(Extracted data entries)
==================================================

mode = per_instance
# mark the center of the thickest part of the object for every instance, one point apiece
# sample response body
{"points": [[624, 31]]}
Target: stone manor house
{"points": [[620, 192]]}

==================================================

• _Written request_
Convert every line of the data above into a JSON list of strings, with one string per line and blank lines omitted.

• _The reply_
[
  "mode = per_instance",
  "# mark the center of the thickest part of the object for every instance, one point apiece",
  "# sample response body",
  "{\"points\": [[624, 31]]}",
  "Target: stone manor house",
  "{\"points\": [[620, 192]]}"
]